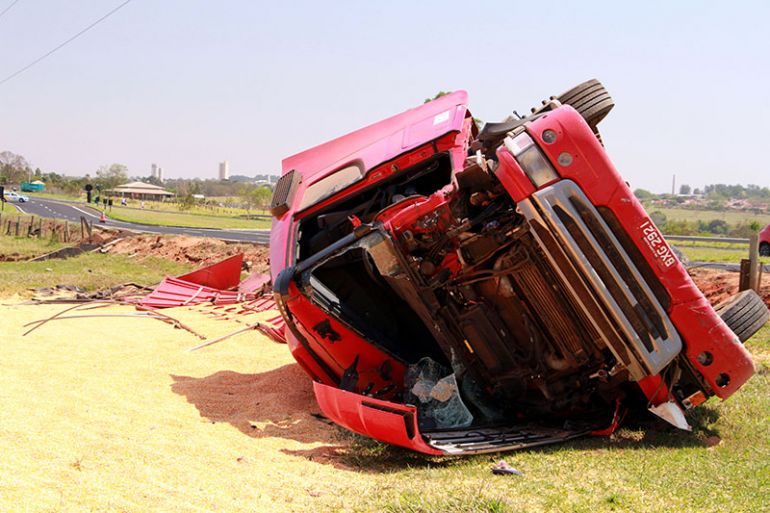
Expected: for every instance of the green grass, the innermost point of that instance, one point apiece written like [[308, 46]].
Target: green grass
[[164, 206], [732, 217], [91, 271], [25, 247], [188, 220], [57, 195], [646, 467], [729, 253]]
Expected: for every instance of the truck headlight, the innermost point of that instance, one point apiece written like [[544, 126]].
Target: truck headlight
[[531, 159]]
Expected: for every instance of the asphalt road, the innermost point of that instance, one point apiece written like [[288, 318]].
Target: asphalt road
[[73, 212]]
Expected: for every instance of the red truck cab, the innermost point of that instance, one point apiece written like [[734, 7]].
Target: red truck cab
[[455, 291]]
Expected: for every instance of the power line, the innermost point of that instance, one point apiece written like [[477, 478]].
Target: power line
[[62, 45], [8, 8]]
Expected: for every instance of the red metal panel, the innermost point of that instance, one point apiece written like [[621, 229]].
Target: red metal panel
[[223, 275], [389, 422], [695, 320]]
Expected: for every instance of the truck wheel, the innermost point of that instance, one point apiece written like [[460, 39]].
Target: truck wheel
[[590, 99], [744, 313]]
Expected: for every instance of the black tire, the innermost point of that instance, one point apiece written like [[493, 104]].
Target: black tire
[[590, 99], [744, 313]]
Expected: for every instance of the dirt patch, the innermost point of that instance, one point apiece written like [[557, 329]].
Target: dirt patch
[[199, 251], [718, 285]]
.....
What to produce ->
Reproduce the full listing above verbatim, omitting the pictures.

Response ->
Expected: for every instance of the green grass, the innermost point of that instance, one point apiece written like [[308, 46]].
Target: green grass
[[164, 206], [732, 217], [91, 271], [25, 247], [188, 220], [57, 195], [646, 467], [729, 253]]
Expected: for every instance of the truck headlight, the innermost point of that instance, one point apiece written like [[544, 126]].
Target: truck headlight
[[531, 159]]
Expected: for every instance of the asphalt road, the innermost point of that instance, one point apiece written like [[288, 318]].
Target: asphalt road
[[73, 212]]
Expected: for every instance of the red truck cab, the innermost point of that instance, one point apiece written like [[734, 7]].
Target: red truck cab
[[455, 291]]
Expected: for every instance of the power line, the innermost point of that instance, one point apiece written like [[477, 478]].
Target: power line
[[62, 45], [8, 8]]
Expected: for every instance of the red metal panel, the innermost point of that instance, one point apiece written like [[621, 229]].
Target: red metal panel
[[223, 275], [389, 422], [695, 320]]
Expected: for every instance of the truck wheel, the innermost point of that instance, one point apiece written like [[460, 39]].
Target: truck wheel
[[590, 99], [744, 313]]
Expected: for every instance of the black tire, the innermost point of that instance, one point apiece written like [[493, 104]].
Target: black tire
[[590, 99], [744, 313]]
Expected: for every instance of the dirt patch, the innermost point of that instance, one point apiece written like [[557, 329]].
Target: dirt patch
[[199, 251], [718, 285]]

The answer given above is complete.